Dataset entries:
◆ ◆ ◆

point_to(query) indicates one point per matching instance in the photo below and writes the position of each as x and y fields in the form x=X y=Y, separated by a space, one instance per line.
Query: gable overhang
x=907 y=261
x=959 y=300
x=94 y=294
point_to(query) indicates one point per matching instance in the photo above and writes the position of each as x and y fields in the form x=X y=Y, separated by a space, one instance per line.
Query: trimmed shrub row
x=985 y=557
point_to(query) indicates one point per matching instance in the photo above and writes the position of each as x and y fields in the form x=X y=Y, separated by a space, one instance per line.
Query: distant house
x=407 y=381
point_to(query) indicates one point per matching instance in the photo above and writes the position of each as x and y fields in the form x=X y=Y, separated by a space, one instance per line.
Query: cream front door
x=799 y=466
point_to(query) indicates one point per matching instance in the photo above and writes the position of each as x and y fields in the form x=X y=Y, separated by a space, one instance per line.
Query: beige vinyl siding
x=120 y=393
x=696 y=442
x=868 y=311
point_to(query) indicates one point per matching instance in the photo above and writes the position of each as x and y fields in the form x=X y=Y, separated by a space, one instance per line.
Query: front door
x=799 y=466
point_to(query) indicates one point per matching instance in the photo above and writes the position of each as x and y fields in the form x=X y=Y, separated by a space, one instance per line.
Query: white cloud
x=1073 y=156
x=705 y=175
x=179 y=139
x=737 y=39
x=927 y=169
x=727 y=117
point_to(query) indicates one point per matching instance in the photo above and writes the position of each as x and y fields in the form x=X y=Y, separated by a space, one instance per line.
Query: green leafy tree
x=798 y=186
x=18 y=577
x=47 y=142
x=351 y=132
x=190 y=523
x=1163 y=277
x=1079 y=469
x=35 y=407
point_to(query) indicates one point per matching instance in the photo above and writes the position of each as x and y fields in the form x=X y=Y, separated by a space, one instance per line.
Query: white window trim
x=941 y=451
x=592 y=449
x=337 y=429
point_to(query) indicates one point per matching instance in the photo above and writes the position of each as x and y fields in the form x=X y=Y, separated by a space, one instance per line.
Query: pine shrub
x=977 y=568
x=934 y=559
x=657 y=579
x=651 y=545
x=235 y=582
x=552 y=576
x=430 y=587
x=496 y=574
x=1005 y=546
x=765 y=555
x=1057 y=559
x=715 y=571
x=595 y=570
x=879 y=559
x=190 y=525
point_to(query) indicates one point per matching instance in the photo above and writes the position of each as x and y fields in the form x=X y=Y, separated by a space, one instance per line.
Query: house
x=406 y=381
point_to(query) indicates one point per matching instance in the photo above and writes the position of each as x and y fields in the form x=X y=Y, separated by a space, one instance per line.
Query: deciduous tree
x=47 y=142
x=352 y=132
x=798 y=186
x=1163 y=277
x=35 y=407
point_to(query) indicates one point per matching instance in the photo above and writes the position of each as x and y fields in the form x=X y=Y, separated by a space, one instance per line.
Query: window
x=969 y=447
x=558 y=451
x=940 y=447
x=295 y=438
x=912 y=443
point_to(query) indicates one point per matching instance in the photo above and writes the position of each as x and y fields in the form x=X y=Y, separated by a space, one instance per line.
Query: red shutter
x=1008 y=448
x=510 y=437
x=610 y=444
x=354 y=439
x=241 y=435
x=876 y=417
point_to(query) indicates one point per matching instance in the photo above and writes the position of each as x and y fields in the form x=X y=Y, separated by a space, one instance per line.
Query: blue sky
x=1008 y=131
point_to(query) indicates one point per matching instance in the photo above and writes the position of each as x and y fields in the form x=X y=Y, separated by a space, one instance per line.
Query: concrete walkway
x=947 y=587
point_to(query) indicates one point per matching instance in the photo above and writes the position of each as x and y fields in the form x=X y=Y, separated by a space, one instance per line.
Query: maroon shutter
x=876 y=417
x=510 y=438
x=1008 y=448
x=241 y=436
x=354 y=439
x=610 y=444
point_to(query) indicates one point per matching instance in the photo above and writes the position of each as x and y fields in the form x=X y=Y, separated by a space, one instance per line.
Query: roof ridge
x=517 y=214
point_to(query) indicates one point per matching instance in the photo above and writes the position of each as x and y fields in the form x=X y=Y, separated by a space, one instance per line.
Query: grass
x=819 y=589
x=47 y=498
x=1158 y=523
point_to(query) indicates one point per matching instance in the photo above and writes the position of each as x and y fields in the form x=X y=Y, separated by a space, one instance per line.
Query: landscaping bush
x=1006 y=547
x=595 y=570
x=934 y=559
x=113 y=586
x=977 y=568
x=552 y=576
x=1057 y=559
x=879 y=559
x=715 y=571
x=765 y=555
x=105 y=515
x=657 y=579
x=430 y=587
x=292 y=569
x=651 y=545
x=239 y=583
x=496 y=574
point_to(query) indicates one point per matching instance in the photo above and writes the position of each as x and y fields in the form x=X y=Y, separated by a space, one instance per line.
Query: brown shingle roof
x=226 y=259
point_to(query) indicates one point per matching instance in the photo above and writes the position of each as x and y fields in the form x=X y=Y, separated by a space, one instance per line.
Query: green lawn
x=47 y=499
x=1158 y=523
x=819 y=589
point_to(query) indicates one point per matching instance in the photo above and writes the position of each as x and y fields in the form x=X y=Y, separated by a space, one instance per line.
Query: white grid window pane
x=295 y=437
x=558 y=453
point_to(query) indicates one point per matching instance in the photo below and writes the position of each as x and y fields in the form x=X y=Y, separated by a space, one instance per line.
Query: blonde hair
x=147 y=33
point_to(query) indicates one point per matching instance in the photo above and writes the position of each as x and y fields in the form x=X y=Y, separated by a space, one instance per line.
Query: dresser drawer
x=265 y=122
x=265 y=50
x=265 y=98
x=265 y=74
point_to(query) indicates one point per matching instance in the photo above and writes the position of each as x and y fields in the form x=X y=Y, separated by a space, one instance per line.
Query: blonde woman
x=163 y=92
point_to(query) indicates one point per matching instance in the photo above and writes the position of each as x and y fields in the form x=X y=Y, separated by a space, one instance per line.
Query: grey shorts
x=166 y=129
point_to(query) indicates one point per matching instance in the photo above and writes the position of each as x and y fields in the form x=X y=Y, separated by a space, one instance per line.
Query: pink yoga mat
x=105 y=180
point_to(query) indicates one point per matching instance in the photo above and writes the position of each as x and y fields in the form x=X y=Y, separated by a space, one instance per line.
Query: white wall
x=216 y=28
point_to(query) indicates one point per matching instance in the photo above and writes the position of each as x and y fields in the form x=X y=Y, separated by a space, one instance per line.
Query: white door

◆ ◆ ◆

● WHAT YOU HAVE TO DO:
Copy every line of the items above without changing a single character.

● FINAL ANSWER:
point_to(query) indicates one point per matching instance in the photo below and writes the position of each as x and y fields in the form x=X y=Y, separated by a space, one instance per line.
Query: gable overhang
x=907 y=261
x=959 y=300
x=94 y=294
point_to(query) indicates one point per matching instance in the photo above and writes the position of each as x and y fields in the form x=X y=Y, separated by a space, one instance per line.
Query: trimmed shrub row
x=985 y=557
point_to(query) indicates one point per matching instance in the photo above and writes the position of each as x and y fields in the form x=X y=Y, separated by a space, one instance per line.
Query: distant house
x=407 y=381
point_to(query) indicates one point per matching instance in the photo above and writes the position of each as x and y fields in the form x=X y=Y, separated by a space, one instance per line.
Query: cream front door
x=799 y=466
point_to(query) indicates one point per matching instance in the photo above and writes the position of each as x and y fields in the form x=X y=Y, separated by a space, one instance per line.
Query: beige vinyl siding
x=120 y=393
x=696 y=442
x=868 y=311
point_to(query) indicates one point per matching instance in the photo above and writes the position of each as x and y fields in the form x=X y=Y, separated by a space, one instance per line.
Query: front door
x=799 y=466
point_to(query) indicates one point per matching instance in the photo above and writes the position of each as x and y fields in the form x=X y=Y, separated by a space, one instance per line.
Query: white cloud
x=1073 y=156
x=705 y=175
x=179 y=139
x=737 y=39
x=927 y=169
x=727 y=117
point_to(query) indicates one point per matching instance in the photo above and writes the position of each as x and y fields in the form x=X y=Y, separated by a space, one instance per line.
Query: green leafy tree
x=798 y=186
x=18 y=577
x=47 y=142
x=351 y=132
x=190 y=523
x=1163 y=277
x=1079 y=469
x=35 y=407
point_to(query) indicates one point per matching instance in the photo above and writes the position of each as x and y fields in the form x=X y=Y, separated by a space, one instance per line.
Query: white window trim
x=941 y=451
x=592 y=449
x=337 y=429
point_to(query) indicates one point per matching instance in the photo above and writes the position of each as x and y fields in the form x=X y=Y, separated by a space, one instance per line.
Query: pine shrub
x=977 y=568
x=934 y=559
x=657 y=579
x=651 y=545
x=235 y=582
x=552 y=576
x=430 y=587
x=496 y=574
x=1005 y=546
x=765 y=555
x=1057 y=559
x=715 y=571
x=595 y=570
x=879 y=559
x=190 y=525
point_to(query) indicates one point per matching instance in the photo above and writes the position of each as x and y fields in the form x=X y=Y, separated by a space, one instance per line.
Query: house
x=406 y=381
point_to(query) indicates one point per matching instance in the photo above and writes the position of each as x and y fields in the form x=X y=Y, separated by a space, one instance per line.
Query: deciduous tree
x=47 y=142
x=352 y=132
x=798 y=186
x=1163 y=277
x=35 y=407
point_to(query) indicates one point per matching instance in the photo above and writes the position of each as x and y fields in the form x=X y=Y, separated by a space, one instance per line.
Query: window
x=969 y=447
x=558 y=451
x=940 y=447
x=295 y=438
x=912 y=443
point_to(query) indicates one point per matching instance in the photo above and writes the position of each as x and y fields in the form x=X y=Y, separated by a space, one instance per line.
Query: red shutter
x=1008 y=448
x=510 y=437
x=610 y=444
x=354 y=439
x=241 y=435
x=876 y=417
point_to(query) indicates one point per matching instance in the photo above and writes the position of each as x and y fields in the form x=X y=Y, separated by a space, one instance per line.
Query: blue sky
x=1008 y=131
point_to(query) indicates one point per matching instance in the photo above and writes the position of each as x and y fields in the form x=X y=Y, separated by a space, one instance per line.
Query: concrete walkway
x=947 y=587
point_to(query) indicates one point per matching instance in the photo above and writes the position of each as x and y fields in the form x=X y=Y, separated by a space, one instance per line.
Query: maroon shutter
x=876 y=417
x=510 y=438
x=1008 y=448
x=241 y=436
x=354 y=439
x=610 y=444
point_to(query) indicates one point per matching instance in the photo above and writes the position of each as x and y fields in the form x=X y=Y, separated by a space, one instance per line.
Query: roof ridge
x=517 y=214
point_to(query) indicates one point per matching instance in the photo above and writes the position of each as x and y fields in the form x=X y=Y, separated by a space, one instance per line.
Query: grass
x=819 y=589
x=47 y=498
x=1158 y=523
point_to(query) indicates one point per matching instance in the photo above and writes the position of each as x and y fields in the form x=X y=Y, separated by a space, one instance per line.
Query: landscaping bush
x=1006 y=547
x=595 y=570
x=934 y=559
x=113 y=586
x=977 y=568
x=552 y=576
x=1057 y=559
x=879 y=559
x=715 y=571
x=765 y=555
x=105 y=515
x=657 y=579
x=430 y=587
x=292 y=569
x=651 y=545
x=239 y=583
x=496 y=574
point_to(query) indicates one point per matching instance in the photo above and writes the position of each as x and y fields in the form x=X y=Y, separated by a space, one instance per line.
Query: brown shingle roof
x=226 y=259
point_to(query) indicates one point per matching instance in the photo above and writes the position of each as x and y fields in the form x=X y=Y, separated by a space, one instance per line.
Query: green lawn
x=47 y=499
x=1158 y=523
x=819 y=589
point_to(query) indicates one point per matching instance in the photo above and writes the position of each as x and y fields in the form x=X y=Y, separated by a space, one instance per line.
Query: white grid window pane
x=295 y=437
x=558 y=453
point_to(query) indicates one point per matching instance in the photo below and writes the position of each as x and y fields in the form x=X y=Y, separated by a space, one instance per line.
Query: blonde hair
x=147 y=33
point_to(query) indicates one point per matching instance in the photo above and writes the position of each as x and y fields in the form x=X y=Y, separated by a space, one instance per line.
Query: dresser drawer
x=265 y=122
x=265 y=50
x=265 y=98
x=265 y=74
point_to(query) indicates one point per matching instance in the photo above and writes the position of each as x and y fields in the form x=X y=Y, separated by a space, one instance per line.
Query: blonde woman
x=163 y=92
point_to(query) indicates one point per matching instance in the photo above and writes the position of each as x and y fields in the form x=X y=Y, separated by a space, one instance per line.
Query: grey shorts
x=166 y=129
point_to(query) indicates one point per matching instance in the photo above and writes the position of each as x and y fields in the form x=X y=Y, separated by a space, one instance per line.
Query: pink yoga mat
x=105 y=180
point_to(query) indicates one point per matching instance in the photo above and writes the position of each as x and y fields in the form x=X y=Y, separated by a space, one instance per line.
Query: white wall
x=216 y=28
point_to(query) indicates one point per matching instance in the photo above and writes the position of each as x and y fields in the form x=X y=Y, separated by a space, one instance per line.
Query: white door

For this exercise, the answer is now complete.